## [Given request]
Gather every line from the items below that contains the word "outline".

## [Data to process]
• • • •

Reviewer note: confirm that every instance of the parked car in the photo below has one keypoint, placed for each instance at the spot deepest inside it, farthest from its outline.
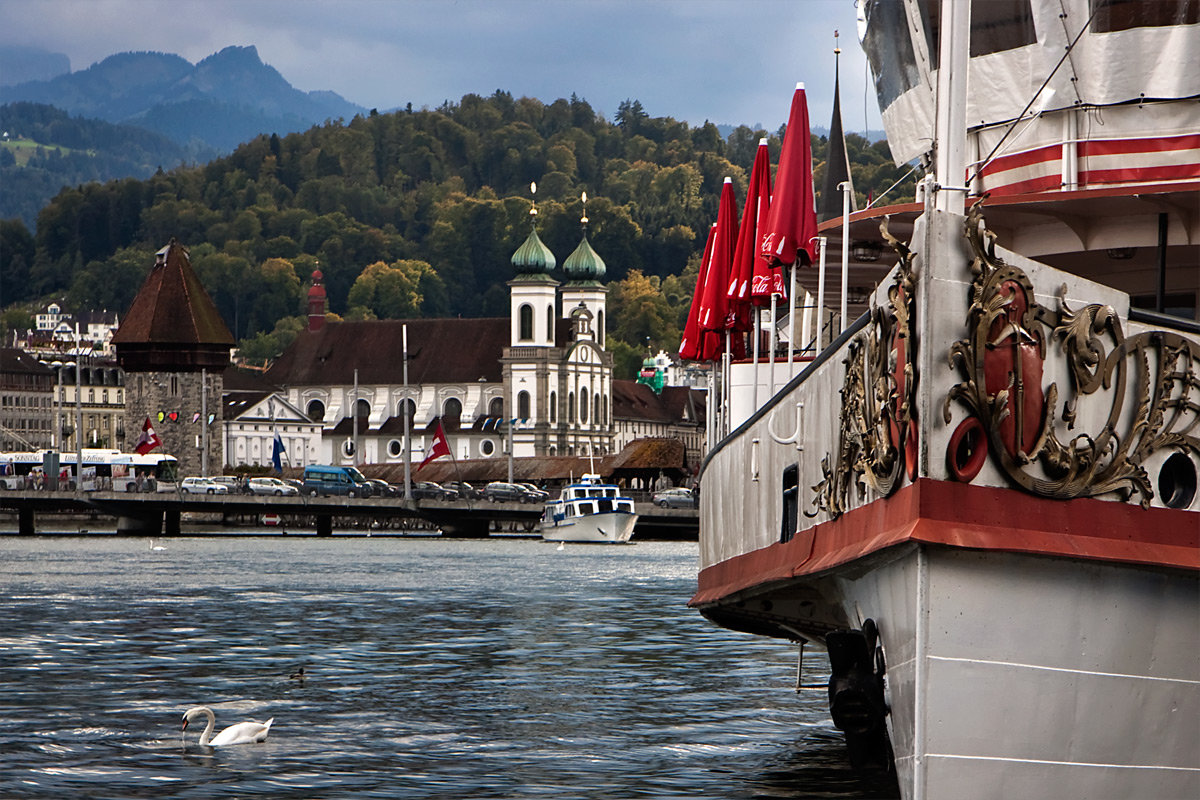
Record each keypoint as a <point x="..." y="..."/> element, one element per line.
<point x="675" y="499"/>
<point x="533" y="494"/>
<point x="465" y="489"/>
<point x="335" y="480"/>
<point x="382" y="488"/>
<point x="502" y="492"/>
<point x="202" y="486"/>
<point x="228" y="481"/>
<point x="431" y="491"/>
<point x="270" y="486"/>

• • • •

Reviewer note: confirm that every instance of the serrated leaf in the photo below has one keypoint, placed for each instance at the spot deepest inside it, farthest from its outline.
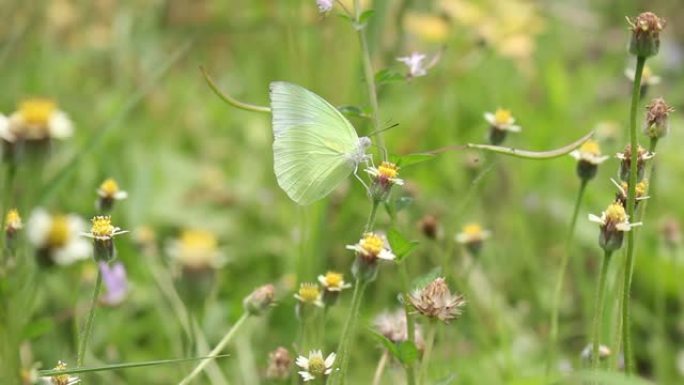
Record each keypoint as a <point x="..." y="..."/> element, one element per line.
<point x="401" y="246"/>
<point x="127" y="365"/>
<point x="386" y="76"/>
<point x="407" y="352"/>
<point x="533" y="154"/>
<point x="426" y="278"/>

• • • •

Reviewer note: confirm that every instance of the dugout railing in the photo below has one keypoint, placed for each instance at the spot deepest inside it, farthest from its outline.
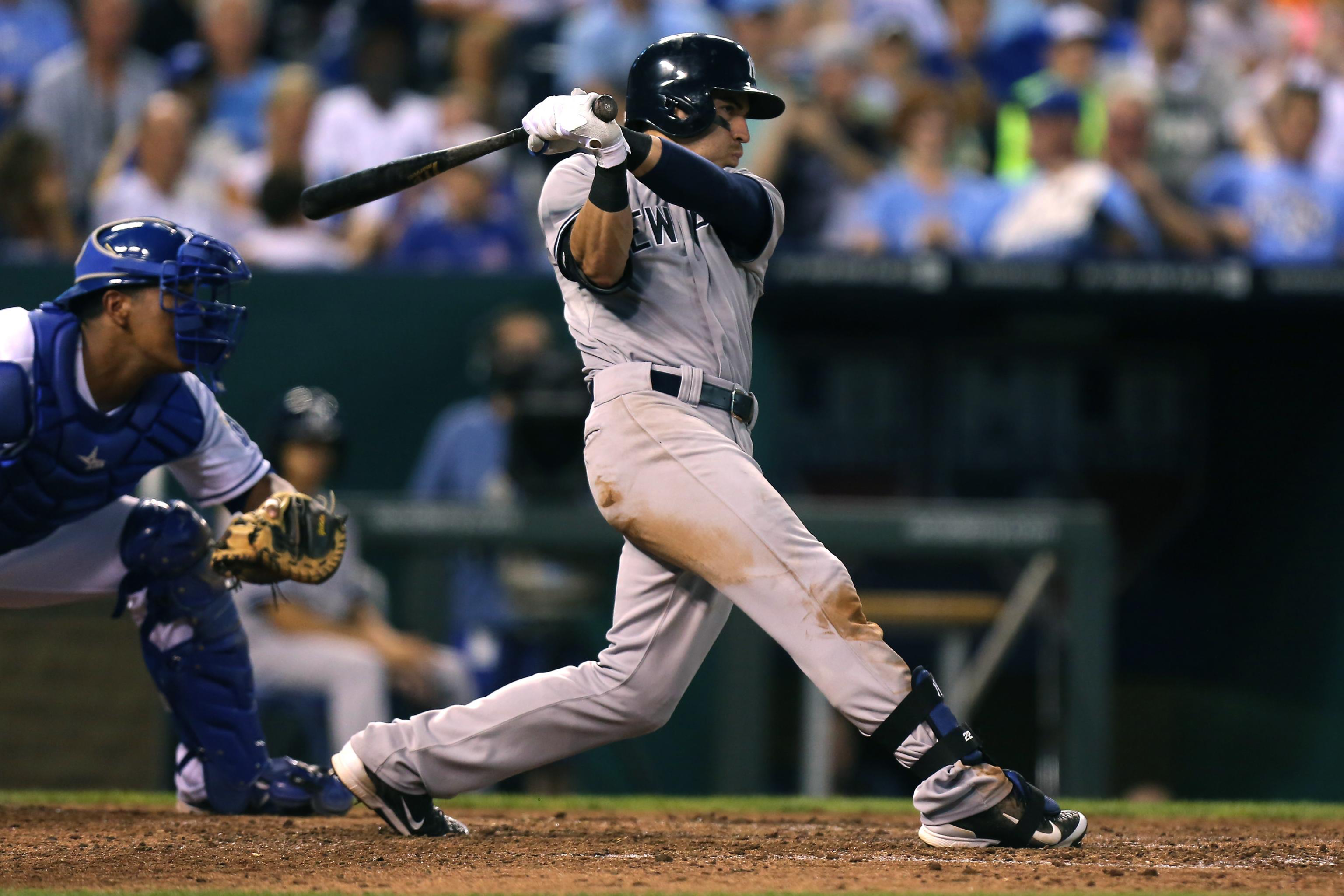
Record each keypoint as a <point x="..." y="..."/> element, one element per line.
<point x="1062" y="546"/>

• • • •

## [Written reply]
Reviewer note: confirm that every instance of the parked car in the photo below has one keypoint, placed for each instance at the spot deepest inside it, farthest from its outline.
Reviewer note: confirm that every instance of the serrated leaf in the photo below has one keypoint, placed for each instance at the spot deepest inside it, farthest from its outline.
Reviewer note: confirm that every instance of the dugout railing in the photo below has one keypoint, placed for each instance at the spot deepest inside it, farthest from its outline.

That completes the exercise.